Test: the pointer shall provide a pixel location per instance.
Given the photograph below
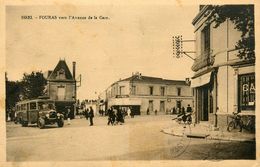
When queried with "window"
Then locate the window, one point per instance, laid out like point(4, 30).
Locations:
point(162, 91)
point(121, 90)
point(179, 91)
point(151, 90)
point(61, 93)
point(133, 90)
point(246, 91)
point(205, 40)
point(32, 106)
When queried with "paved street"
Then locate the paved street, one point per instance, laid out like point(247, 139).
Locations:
point(140, 138)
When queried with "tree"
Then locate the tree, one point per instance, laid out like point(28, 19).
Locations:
point(33, 85)
point(243, 18)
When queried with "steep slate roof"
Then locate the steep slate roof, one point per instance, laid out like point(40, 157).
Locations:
point(148, 79)
point(61, 64)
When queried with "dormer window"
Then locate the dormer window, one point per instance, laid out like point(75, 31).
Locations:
point(61, 74)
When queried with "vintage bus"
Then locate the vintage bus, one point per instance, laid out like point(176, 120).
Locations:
point(38, 111)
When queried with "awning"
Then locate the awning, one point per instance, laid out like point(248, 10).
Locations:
point(124, 102)
point(201, 80)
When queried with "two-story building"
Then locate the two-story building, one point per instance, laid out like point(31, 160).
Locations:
point(223, 83)
point(61, 87)
point(145, 92)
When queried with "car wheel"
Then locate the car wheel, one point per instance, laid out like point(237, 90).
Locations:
point(24, 123)
point(41, 123)
point(60, 122)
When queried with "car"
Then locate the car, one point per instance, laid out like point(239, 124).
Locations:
point(38, 111)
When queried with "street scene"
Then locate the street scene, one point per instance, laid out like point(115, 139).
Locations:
point(140, 138)
point(180, 89)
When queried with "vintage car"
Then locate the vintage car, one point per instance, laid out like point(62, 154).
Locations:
point(38, 111)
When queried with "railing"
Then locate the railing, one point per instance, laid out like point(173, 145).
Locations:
point(206, 59)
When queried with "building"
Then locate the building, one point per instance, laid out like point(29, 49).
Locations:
point(61, 87)
point(144, 92)
point(223, 83)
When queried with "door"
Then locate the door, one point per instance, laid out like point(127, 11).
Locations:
point(61, 93)
point(150, 106)
point(162, 106)
point(205, 104)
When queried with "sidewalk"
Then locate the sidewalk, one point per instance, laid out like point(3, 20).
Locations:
point(204, 131)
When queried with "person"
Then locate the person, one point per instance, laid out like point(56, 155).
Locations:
point(119, 117)
point(128, 112)
point(132, 114)
point(113, 116)
point(110, 116)
point(86, 113)
point(189, 109)
point(189, 112)
point(91, 116)
point(68, 116)
point(173, 110)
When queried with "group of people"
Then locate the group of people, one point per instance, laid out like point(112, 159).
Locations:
point(89, 114)
point(184, 116)
point(115, 116)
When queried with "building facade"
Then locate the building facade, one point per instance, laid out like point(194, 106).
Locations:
point(144, 92)
point(223, 83)
point(61, 87)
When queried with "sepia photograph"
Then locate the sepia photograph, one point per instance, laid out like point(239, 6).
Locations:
point(130, 82)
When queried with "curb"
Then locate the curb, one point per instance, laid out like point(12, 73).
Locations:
point(209, 137)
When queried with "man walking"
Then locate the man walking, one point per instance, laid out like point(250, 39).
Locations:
point(91, 116)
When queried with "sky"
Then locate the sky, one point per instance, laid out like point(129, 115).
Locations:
point(133, 38)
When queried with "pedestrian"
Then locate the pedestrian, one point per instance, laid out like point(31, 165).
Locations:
point(189, 113)
point(91, 116)
point(87, 113)
point(113, 116)
point(128, 112)
point(189, 109)
point(109, 113)
point(132, 114)
point(147, 111)
point(68, 116)
point(173, 110)
point(119, 117)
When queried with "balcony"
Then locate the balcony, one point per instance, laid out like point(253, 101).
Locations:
point(204, 60)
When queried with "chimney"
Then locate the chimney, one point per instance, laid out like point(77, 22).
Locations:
point(74, 69)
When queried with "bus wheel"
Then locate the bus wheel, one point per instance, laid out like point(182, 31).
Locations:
point(41, 123)
point(60, 122)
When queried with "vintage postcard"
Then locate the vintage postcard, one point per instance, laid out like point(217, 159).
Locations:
point(111, 83)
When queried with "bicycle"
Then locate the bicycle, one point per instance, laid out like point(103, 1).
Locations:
point(238, 122)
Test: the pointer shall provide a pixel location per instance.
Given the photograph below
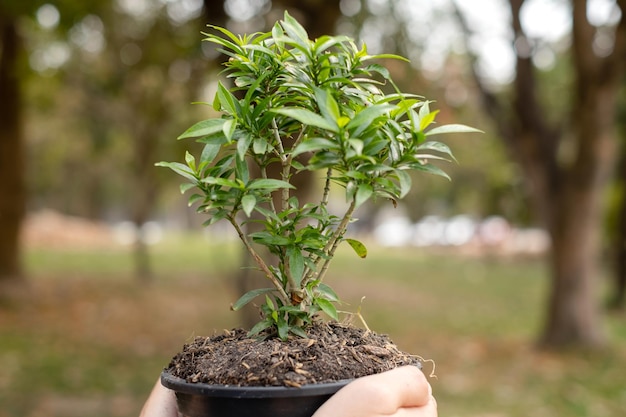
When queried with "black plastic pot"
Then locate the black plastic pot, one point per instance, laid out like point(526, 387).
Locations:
point(202, 400)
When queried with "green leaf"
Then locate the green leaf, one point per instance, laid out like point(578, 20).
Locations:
point(180, 169)
point(296, 264)
point(327, 307)
point(307, 117)
point(226, 100)
point(243, 144)
point(363, 193)
point(203, 128)
point(436, 146)
point(190, 160)
point(248, 202)
point(294, 30)
point(358, 247)
point(363, 119)
point(249, 296)
point(452, 128)
point(186, 187)
point(405, 182)
point(209, 152)
point(428, 119)
point(229, 128)
point(327, 104)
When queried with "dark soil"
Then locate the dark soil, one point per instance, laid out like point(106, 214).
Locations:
point(332, 352)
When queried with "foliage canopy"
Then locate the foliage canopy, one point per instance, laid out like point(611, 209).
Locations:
point(304, 105)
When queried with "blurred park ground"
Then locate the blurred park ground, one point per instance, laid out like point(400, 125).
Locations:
point(87, 339)
point(92, 94)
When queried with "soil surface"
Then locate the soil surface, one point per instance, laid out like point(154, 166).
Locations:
point(332, 352)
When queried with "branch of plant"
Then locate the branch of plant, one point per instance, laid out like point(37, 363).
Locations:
point(258, 260)
point(333, 243)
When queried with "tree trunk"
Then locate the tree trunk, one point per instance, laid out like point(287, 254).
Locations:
point(572, 314)
point(566, 190)
point(12, 188)
point(617, 300)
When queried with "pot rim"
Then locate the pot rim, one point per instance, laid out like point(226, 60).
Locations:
point(230, 391)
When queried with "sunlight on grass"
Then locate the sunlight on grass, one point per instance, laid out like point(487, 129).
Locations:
point(89, 340)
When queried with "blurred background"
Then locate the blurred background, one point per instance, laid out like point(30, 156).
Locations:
point(511, 277)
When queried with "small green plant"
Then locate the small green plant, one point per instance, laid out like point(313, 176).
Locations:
point(304, 105)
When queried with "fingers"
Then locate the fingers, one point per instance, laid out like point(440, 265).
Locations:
point(161, 403)
point(402, 391)
point(428, 410)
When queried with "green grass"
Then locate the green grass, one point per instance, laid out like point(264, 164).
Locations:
point(85, 339)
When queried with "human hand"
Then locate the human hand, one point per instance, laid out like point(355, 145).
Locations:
point(401, 392)
point(161, 403)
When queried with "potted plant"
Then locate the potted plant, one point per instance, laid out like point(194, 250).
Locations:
point(298, 105)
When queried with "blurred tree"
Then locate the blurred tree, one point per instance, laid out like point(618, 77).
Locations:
point(617, 218)
point(566, 164)
point(12, 187)
point(13, 73)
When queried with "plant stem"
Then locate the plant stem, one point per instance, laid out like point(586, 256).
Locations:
point(259, 261)
point(333, 243)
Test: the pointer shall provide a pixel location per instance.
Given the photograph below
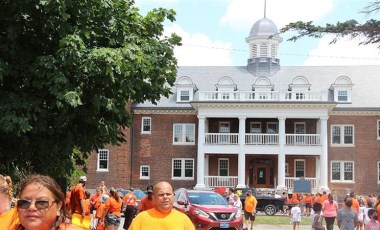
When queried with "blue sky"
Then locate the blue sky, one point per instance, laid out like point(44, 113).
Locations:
point(214, 31)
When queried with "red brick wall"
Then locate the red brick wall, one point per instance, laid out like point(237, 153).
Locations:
point(157, 151)
point(366, 154)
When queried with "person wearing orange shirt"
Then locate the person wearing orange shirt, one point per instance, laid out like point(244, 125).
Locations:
point(308, 204)
point(163, 216)
point(355, 203)
point(8, 215)
point(147, 202)
point(78, 196)
point(99, 222)
point(130, 202)
point(318, 199)
point(112, 211)
point(250, 204)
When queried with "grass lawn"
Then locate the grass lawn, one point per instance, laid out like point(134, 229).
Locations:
point(279, 220)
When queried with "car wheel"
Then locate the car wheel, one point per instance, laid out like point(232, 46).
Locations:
point(270, 210)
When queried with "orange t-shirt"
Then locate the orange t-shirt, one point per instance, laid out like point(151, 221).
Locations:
point(95, 200)
point(146, 204)
point(9, 220)
point(77, 194)
point(130, 199)
point(114, 206)
point(318, 199)
point(250, 203)
point(100, 211)
point(355, 205)
point(87, 205)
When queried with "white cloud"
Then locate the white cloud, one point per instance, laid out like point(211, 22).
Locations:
point(345, 52)
point(199, 50)
point(242, 14)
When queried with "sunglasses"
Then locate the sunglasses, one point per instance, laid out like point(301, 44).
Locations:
point(39, 204)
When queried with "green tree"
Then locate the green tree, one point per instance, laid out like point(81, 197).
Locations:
point(68, 70)
point(370, 30)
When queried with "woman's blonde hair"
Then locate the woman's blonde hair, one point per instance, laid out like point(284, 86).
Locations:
point(6, 185)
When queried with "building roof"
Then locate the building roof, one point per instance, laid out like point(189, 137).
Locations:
point(365, 82)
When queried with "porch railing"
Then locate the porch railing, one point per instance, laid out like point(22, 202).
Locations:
point(222, 138)
point(263, 139)
point(263, 96)
point(303, 139)
point(232, 181)
point(220, 181)
point(289, 183)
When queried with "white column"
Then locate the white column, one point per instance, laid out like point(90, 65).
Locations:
point(241, 156)
point(324, 154)
point(201, 154)
point(281, 154)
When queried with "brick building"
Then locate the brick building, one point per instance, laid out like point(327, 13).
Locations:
point(258, 125)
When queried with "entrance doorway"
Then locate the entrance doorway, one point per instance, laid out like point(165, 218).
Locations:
point(261, 172)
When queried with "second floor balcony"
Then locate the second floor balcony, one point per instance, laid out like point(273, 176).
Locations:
point(290, 96)
point(262, 139)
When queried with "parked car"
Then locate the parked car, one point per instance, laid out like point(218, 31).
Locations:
point(269, 204)
point(138, 193)
point(207, 209)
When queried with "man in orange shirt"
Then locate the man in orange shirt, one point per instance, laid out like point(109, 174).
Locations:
point(147, 203)
point(355, 203)
point(78, 197)
point(250, 204)
point(129, 202)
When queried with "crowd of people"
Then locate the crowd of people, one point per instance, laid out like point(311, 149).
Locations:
point(42, 205)
point(357, 212)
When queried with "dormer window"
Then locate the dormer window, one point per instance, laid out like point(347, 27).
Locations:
point(342, 89)
point(184, 95)
point(342, 95)
point(185, 89)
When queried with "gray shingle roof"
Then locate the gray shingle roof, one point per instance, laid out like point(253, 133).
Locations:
point(365, 80)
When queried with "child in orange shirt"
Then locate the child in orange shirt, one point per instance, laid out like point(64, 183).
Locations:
point(99, 222)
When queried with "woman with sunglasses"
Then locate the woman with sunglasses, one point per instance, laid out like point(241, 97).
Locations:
point(41, 205)
point(8, 215)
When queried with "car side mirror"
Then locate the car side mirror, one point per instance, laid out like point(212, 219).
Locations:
point(181, 202)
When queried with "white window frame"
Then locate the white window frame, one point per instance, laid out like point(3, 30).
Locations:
point(144, 169)
point(378, 172)
point(183, 166)
point(342, 171)
point(272, 123)
point(143, 124)
point(183, 134)
point(255, 123)
point(183, 89)
point(342, 136)
point(227, 162)
point(295, 167)
point(286, 169)
point(103, 155)
point(340, 96)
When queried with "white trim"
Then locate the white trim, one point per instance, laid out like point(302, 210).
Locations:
point(183, 168)
point(141, 171)
point(254, 123)
point(342, 172)
point(342, 135)
point(106, 154)
point(183, 134)
point(142, 125)
point(295, 166)
point(228, 165)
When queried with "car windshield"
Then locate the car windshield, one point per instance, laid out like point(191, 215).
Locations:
point(207, 199)
point(139, 194)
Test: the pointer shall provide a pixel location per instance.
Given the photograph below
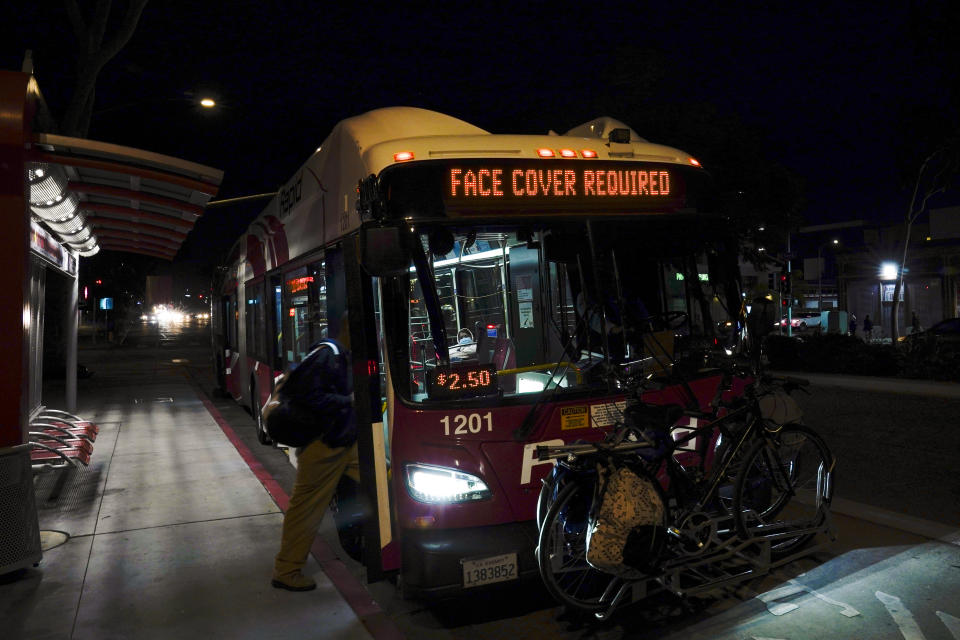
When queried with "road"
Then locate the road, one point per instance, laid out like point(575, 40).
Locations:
point(896, 466)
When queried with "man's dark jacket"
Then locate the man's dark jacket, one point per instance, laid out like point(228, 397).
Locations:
point(321, 385)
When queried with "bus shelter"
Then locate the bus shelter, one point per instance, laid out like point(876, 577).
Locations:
point(62, 199)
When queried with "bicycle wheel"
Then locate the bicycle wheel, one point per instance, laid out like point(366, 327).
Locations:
point(562, 550)
point(784, 484)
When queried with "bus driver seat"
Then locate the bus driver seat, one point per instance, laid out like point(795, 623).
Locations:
point(499, 352)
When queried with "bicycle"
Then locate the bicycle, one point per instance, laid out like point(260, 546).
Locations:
point(746, 497)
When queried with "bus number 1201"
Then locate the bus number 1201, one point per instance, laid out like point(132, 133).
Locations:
point(464, 424)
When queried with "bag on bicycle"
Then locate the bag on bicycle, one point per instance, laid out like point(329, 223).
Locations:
point(626, 502)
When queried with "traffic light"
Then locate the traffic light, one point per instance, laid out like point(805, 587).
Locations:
point(784, 283)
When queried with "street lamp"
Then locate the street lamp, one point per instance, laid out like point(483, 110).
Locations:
point(206, 102)
point(820, 272)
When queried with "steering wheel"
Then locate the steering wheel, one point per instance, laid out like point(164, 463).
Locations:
point(669, 319)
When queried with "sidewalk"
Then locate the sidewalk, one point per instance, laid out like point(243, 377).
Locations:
point(911, 386)
point(171, 534)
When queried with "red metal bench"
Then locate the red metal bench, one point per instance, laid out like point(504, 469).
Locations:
point(60, 439)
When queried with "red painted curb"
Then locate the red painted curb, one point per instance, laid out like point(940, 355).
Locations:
point(368, 611)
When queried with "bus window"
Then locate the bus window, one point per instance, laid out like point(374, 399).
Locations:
point(226, 322)
point(543, 319)
point(275, 300)
point(256, 321)
point(488, 321)
point(305, 304)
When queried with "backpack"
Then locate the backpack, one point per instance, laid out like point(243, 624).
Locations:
point(292, 422)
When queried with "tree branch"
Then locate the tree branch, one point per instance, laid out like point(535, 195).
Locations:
point(101, 13)
point(124, 31)
point(76, 21)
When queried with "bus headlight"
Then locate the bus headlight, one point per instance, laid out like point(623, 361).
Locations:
point(440, 485)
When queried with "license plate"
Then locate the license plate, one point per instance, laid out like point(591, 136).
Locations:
point(480, 571)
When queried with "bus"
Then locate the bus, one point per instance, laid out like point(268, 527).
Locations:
point(493, 282)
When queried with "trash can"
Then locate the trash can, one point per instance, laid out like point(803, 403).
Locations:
point(19, 528)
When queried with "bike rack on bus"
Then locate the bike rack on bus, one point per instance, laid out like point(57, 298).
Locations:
point(726, 563)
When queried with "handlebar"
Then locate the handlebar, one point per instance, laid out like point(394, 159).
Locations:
point(548, 453)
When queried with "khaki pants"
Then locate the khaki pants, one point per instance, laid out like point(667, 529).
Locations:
point(319, 469)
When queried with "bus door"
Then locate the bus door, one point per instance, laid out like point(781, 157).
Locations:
point(275, 324)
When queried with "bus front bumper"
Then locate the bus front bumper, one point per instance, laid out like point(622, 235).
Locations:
point(433, 559)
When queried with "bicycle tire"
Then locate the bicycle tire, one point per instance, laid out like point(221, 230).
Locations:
point(562, 550)
point(794, 457)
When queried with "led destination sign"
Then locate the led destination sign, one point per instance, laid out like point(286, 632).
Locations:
point(496, 182)
point(556, 185)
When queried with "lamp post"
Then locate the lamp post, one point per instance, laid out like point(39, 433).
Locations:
point(820, 274)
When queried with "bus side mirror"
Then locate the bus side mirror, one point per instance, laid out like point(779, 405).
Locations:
point(383, 251)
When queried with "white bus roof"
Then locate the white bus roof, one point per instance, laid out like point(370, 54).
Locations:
point(318, 204)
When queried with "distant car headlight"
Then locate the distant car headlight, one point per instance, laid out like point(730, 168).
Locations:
point(441, 485)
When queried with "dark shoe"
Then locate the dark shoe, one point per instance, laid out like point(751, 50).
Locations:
point(294, 582)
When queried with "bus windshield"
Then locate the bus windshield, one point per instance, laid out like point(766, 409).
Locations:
point(505, 312)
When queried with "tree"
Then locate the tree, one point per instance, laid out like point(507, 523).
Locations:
point(94, 50)
point(937, 173)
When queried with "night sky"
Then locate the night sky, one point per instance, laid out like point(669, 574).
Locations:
point(832, 91)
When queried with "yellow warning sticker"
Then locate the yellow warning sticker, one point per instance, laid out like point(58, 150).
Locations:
point(574, 418)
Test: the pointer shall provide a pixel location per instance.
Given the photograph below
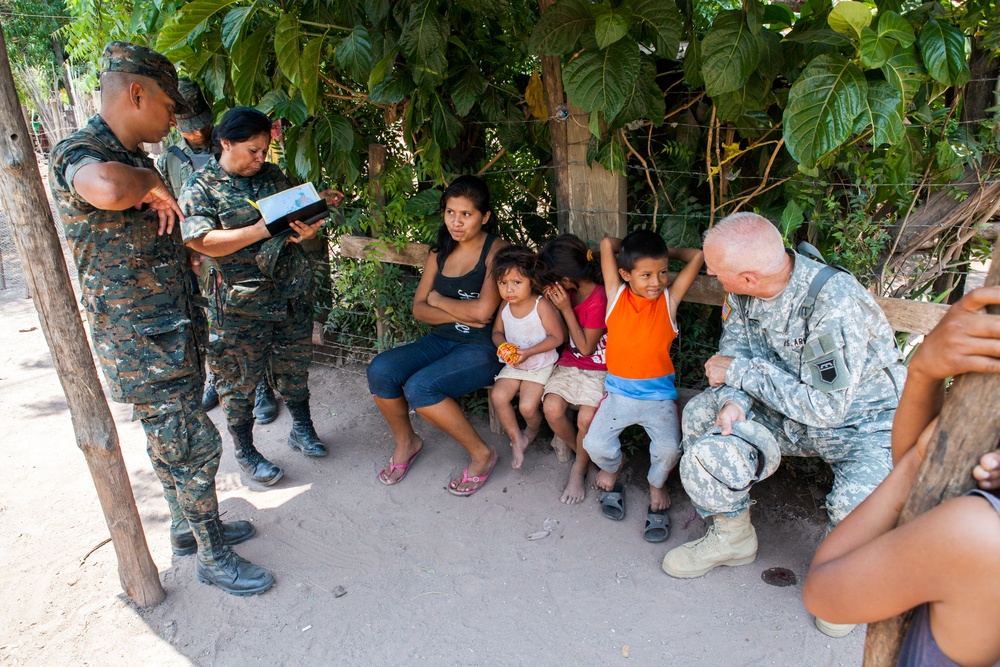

====

WHAT YOU WILL DO: Rewrite every line from the start of the listing through the line holding "point(145, 92)", inclusive, keeping the requests. Scale each answer coordinate by 0.55 and round it to a whole number, halves up; keep every number in the requests and their sample formats as is, and leave out the pictures.

THE RESULT:
Test: the pointer shall provide a pixel location per instance.
Given the photograph below
When queried with "window"
Then locate the window, one point per instance, laid out like point(4, 30).
Locations:
point(89, 50)
point(67, 50)
point(98, 50)
point(83, 50)
point(34, 51)
point(73, 50)
point(135, 50)
point(113, 22)
point(18, 58)
When queried with "paved street"
Then locate the paved street, one point per instance, laid out like point(247, 139).
Locations:
point(77, 76)
When queried with "tree"
Then locate the tree, one point per instance, laid out like point(28, 19).
Locations:
point(18, 47)
point(134, 10)
When queried with "steep slate roof"
Then locate the steep slate roof, one point per instance, laid out like point(40, 157).
Locations:
point(81, 43)
point(34, 35)
When queried with "dormer window"
Then locate the dormer window, one point per instance, laid out like point(75, 31).
Locations:
point(34, 41)
When queried with "vintage bus"
Then locate the vintage bus, one point per instance, laid out like point(176, 120).
Locations:
point(21, 61)
When queried with "awning"
Then locate the awning, one point per instance, laid out like point(248, 10).
Locations:
point(68, 56)
point(111, 44)
When queried with "two-story building"
Then locate the two-story building, one point per instance, laid out like point(31, 160).
Locations:
point(123, 46)
point(34, 48)
point(80, 51)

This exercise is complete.